= Prompt =
All the data must be output exactly as given.

= Data shown =

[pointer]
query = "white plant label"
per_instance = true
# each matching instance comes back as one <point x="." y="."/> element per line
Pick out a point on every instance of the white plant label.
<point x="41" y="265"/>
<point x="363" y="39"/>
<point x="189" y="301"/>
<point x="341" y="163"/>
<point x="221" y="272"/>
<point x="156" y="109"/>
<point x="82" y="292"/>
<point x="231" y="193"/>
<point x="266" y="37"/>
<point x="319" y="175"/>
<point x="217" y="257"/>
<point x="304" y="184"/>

= Solution to the problem =
[pointer]
query = "white plant label"
per_instance = true
# each matching instance comes back as one <point x="." y="."/> element per line
Pick out a point on every instance of the white plant label.
<point x="41" y="265"/>
<point x="363" y="39"/>
<point x="189" y="301"/>
<point x="341" y="163"/>
<point x="221" y="272"/>
<point x="156" y="109"/>
<point x="82" y="292"/>
<point x="231" y="193"/>
<point x="266" y="37"/>
<point x="319" y="175"/>
<point x="217" y="257"/>
<point x="304" y="184"/>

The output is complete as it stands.